#### [Given exercise]
Pull out every line in the data below that contains the word "person", and copy each one in full.

#### [Supplied records]
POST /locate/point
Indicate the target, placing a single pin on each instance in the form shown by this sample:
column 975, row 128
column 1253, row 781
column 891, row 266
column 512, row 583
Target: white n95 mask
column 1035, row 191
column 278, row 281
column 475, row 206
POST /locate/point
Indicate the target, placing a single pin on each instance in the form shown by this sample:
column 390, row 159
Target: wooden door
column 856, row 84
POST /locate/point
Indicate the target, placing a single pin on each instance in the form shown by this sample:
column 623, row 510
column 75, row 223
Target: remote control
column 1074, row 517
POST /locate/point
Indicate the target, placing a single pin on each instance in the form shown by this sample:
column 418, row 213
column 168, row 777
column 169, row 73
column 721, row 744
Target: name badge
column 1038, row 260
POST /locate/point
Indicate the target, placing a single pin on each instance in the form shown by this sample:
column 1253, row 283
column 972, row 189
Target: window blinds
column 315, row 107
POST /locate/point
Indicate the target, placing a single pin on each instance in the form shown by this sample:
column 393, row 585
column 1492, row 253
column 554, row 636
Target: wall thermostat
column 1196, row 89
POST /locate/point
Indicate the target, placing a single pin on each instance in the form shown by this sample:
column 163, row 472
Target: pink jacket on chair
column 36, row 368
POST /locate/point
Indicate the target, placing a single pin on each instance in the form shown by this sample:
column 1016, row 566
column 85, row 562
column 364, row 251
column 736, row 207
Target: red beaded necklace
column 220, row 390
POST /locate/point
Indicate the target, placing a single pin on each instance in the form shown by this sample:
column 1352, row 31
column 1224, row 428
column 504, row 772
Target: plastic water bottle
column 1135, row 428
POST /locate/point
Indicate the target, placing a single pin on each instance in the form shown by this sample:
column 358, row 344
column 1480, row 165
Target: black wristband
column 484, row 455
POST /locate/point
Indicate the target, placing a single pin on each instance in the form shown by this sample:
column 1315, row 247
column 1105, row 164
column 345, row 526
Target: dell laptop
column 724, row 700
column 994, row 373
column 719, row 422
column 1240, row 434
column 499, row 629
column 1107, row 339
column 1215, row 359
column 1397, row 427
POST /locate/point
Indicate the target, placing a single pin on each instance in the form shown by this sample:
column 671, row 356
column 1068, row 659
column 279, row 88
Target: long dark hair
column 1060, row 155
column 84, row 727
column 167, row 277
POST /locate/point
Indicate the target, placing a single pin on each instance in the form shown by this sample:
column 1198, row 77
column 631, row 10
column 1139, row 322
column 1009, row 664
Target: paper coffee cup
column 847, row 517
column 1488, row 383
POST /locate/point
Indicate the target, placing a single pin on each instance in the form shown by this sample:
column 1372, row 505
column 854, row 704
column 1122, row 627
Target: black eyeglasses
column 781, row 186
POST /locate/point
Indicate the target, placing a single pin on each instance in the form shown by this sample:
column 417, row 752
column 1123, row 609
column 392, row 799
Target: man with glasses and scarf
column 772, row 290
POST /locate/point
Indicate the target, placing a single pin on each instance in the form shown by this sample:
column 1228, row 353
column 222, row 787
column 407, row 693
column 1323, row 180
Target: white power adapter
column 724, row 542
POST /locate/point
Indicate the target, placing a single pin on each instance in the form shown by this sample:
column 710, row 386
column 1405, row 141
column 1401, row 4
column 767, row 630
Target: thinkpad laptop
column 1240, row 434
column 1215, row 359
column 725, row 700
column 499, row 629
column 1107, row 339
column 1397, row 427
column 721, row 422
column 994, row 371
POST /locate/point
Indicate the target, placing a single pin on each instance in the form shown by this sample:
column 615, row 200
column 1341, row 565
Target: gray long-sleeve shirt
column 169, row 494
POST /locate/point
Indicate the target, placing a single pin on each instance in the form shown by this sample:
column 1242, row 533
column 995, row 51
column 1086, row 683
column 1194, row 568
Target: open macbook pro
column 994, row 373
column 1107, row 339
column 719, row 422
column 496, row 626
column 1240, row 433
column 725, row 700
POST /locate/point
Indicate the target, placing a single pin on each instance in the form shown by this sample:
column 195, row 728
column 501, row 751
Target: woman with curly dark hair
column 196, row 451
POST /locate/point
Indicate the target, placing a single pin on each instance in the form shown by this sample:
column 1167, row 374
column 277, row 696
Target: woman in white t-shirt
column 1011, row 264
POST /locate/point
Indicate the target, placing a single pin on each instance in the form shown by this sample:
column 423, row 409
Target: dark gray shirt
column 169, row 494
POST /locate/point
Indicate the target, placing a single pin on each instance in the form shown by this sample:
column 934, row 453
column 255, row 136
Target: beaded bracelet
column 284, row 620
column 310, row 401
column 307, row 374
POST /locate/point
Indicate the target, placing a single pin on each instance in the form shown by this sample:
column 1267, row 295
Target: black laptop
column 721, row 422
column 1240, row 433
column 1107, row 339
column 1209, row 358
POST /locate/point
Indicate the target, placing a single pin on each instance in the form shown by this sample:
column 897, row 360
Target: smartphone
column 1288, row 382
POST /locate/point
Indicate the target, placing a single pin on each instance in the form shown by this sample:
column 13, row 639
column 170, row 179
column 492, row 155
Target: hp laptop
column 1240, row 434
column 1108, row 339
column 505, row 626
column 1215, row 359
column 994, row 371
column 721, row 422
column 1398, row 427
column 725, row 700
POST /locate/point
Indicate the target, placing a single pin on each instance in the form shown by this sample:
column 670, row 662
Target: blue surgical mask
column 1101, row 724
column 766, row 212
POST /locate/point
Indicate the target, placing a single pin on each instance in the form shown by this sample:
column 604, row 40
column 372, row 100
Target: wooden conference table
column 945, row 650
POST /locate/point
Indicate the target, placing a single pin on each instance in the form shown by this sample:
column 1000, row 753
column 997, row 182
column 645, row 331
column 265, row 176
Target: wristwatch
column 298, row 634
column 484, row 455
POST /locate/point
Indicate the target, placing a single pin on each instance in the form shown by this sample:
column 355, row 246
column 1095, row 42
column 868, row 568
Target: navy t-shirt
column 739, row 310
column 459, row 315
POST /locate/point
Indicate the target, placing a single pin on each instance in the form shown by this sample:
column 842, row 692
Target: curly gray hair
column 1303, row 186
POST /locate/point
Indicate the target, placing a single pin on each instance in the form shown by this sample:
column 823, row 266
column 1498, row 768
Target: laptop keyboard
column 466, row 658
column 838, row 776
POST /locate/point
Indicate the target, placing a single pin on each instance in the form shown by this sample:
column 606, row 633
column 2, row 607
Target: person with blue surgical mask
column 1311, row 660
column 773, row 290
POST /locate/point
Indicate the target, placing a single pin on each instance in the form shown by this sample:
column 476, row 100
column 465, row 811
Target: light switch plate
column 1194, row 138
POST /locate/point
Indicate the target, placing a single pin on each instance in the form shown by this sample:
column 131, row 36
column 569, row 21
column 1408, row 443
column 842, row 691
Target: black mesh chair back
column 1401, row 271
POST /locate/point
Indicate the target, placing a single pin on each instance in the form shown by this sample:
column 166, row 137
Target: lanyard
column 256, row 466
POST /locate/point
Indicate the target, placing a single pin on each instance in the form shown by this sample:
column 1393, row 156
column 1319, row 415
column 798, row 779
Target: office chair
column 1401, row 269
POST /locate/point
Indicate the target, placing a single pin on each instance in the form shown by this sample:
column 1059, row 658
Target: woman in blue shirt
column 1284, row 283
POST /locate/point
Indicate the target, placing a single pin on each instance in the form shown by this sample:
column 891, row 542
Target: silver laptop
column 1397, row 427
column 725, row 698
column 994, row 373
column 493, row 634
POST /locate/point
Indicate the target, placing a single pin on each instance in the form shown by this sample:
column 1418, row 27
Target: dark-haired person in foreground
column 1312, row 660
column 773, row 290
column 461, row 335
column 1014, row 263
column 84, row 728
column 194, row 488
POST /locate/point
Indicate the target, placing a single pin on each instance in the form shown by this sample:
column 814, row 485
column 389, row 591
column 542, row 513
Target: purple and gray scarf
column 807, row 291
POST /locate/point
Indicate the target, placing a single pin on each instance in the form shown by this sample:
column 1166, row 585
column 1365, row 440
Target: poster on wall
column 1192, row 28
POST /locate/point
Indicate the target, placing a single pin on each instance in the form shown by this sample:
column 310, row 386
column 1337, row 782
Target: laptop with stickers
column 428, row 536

--

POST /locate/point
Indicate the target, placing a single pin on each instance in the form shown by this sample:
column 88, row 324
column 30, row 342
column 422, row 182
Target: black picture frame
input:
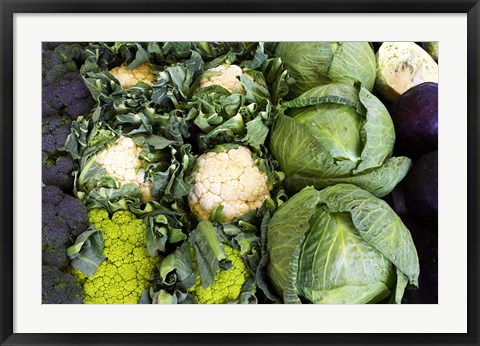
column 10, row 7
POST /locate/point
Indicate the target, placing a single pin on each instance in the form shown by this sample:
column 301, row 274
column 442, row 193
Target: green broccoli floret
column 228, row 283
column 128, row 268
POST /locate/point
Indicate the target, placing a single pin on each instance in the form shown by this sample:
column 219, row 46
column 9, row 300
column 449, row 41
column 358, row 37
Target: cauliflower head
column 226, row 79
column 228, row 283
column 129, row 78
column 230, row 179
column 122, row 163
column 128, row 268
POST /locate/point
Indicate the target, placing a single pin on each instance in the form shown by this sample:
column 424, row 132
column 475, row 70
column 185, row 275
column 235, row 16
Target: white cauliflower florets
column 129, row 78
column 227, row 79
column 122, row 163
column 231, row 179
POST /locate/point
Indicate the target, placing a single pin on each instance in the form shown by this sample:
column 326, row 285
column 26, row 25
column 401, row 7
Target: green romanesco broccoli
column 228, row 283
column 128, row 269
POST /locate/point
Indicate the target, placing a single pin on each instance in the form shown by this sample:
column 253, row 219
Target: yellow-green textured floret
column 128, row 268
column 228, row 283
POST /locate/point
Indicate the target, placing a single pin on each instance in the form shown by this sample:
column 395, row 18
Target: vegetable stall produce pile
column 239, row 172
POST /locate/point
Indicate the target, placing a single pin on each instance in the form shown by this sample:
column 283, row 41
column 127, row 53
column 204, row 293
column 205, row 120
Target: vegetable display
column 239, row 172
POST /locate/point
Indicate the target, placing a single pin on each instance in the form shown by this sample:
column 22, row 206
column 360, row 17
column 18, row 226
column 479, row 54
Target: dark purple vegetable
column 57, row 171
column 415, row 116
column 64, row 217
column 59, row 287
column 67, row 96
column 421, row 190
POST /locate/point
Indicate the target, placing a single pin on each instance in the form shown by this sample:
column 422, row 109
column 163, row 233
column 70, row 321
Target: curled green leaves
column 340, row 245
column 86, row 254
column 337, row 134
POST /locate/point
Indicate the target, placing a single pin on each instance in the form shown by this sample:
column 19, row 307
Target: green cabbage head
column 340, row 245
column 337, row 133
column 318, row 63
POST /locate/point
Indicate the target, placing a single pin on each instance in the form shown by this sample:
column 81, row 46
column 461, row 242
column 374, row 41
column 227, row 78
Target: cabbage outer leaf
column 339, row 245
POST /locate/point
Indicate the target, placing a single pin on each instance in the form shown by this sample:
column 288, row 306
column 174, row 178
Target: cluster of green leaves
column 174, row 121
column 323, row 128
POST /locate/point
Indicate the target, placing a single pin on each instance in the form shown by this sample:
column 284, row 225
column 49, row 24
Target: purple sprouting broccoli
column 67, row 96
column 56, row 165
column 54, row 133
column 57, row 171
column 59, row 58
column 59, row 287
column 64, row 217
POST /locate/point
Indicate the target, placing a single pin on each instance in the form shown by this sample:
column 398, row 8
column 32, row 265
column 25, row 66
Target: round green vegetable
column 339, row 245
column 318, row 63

#### [Exercise result]
Target: person with blue surgical mask
Target: dark-haired person in foreground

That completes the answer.